Отрывок:

# # #

Положительными, жизненными и жизнь утверждающими силами в Шекспире были, с одной стороны, его язычески-чувственная настроенность, простая радость о теле и о цветущей земле, и о приволье живых просторов воплощения, — с другой, его здоровое и строго-нравственное чувство. Но свобода несла в себе адогматизм, — не то, чтобы прямо неверие, а разрыв связи с прежнею верой и приглашение верить или не верить во что угодно. Другими словами: отмену всех прежних ответов на мировые вопросы, открытое поле для всяческого сомнения, tabulam rasam осмысливающего мир сознания, необходимость решить по-своему все загадки и противоречия бытия. И Шекспир изнемогает перед этою непосильною задачей, уклониться от которой не может гений.
В раздумьях Гамлета и Лира приоткрывается перед нами его душевная работа. Человеческая жизнь основана на лжи и насилии; взятая сама по себе, походит она на бессмысленный, кощунственный балаган; плохие актеры разыгрывают бесконечную кровавую драму, перипетии которой отмечает Судьба смертоносными рассечениями змеиных узлов. Носитель
нравственного характера проходит через жизнь в героической чистоте и доблести; но его личность несоизмерима с жизнью, которая дурачит его и губит.
Прав, как мне кажется, Лев Шестов, когда он в своей книге о Шекспире, оригинальной русской попытке подслушать душевные тайны величайшего английского гения, провозглашает центральными в его творчестве, отмеченные еще зорким Гете, слова Гамлета: «the time is out of joint».
И мне приведенные слова загадочного принца, нового Ореста, пришедшего не из дельфийского храма, а из протестантского университета Германии, кажутся многознаменательным и даже всеобъемлющим свидетельством Шекспира о себе самом, а следовательно, — ибо он был гений, — и о глубочайшей мысли человечества в его эпоху.

# # #

Раздел материала:
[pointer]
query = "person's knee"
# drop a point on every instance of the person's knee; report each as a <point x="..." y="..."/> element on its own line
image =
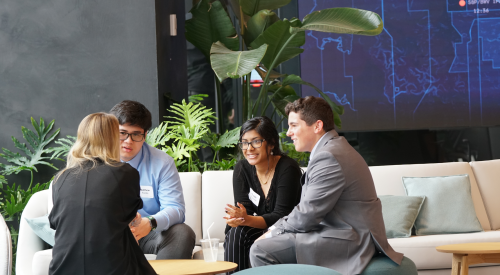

# # #

Задания для выполнения:
1. Выпишите, пожалуйста, дословно часть отрывка о Шекспире, начиная со слов «Положительными, жизненными и» и продолжая до слов «не может гений.» включительно.
2. Продолжите отрывок о Шекспире, начав сразу после его последнего предложения.

Ответы по порядку:
1.
Положительными, жизненными и жизнь утверждающими силами в Шекспире были, с одной стороны, его язычески-чувственная настроенность, простая радость о теле и о цветущей земле, и о приволье живых просторов воплощения, — с другой, его здоровое и строго-нравственное чувство. Но свобода несла в себе адогматизм, — не то, чтобы прямо неверие, а разрыв связи с прежнею верой и приглашение верить или не верить во что угодно. Другими словами: отмену всех прежних ответов на мировые вопросы, открытое поле для всяческого сомнения, tabulam rasam осмысливающего мир сознания, необходимость решить по-своему все загадки и противоречия бытия. И Шекспир изнемогает перед этою непосильною задачей, уклониться от которой не может гений.

2.
Ответ на вопросы о смысле жизни был почти утерян, и напрасно мы стали бы искать его у Шекспира, как напрасно стали бы ожидать от его трагедий и того «очищения» (катарсиса), которым, по учению древних, должна расцветать в душе зрителя совершенная трагедия; ибо такое очищение может быть достигнуто лишь на почве религиозного синтеза трагических противоречий жизни. Этого синтеза у Шекспира нет, а есть лишь постулат его, — как протестантская мысль устами Канта обращает само бытие Божие из предпосылки разумного сознания в его постулат, т.-е. необходимое для разума следствие, вытекающее из аксиомы нравственного долга.
Шекспир в круге своего творчества решает мировые проблемы и провозглашает свой религиозный постулат чисто-трагически выходом в безумие и признанием иррационального или сверхразумного начала в видимом мироустройстве, никогда не объяснимом до конца, ибо «много в нем такого», как напоминает Гамлет другу Горацию, «о чем не снилось нашим мудрецам». В изображениях безумствования Шекспир сообщает нам свои глубочайшие постижения, и это сведение к абсурду дневного сознания эпохи, уверовавшей в беспредельную мощь рассудка,
показывает, что истинно-гениальный представитель своего времени выражает его не иначе, как возвышаясь над ним: так подает он руку временам грядущим и своему времени обеспечивает бессмертие в живом преемстве духовных сил.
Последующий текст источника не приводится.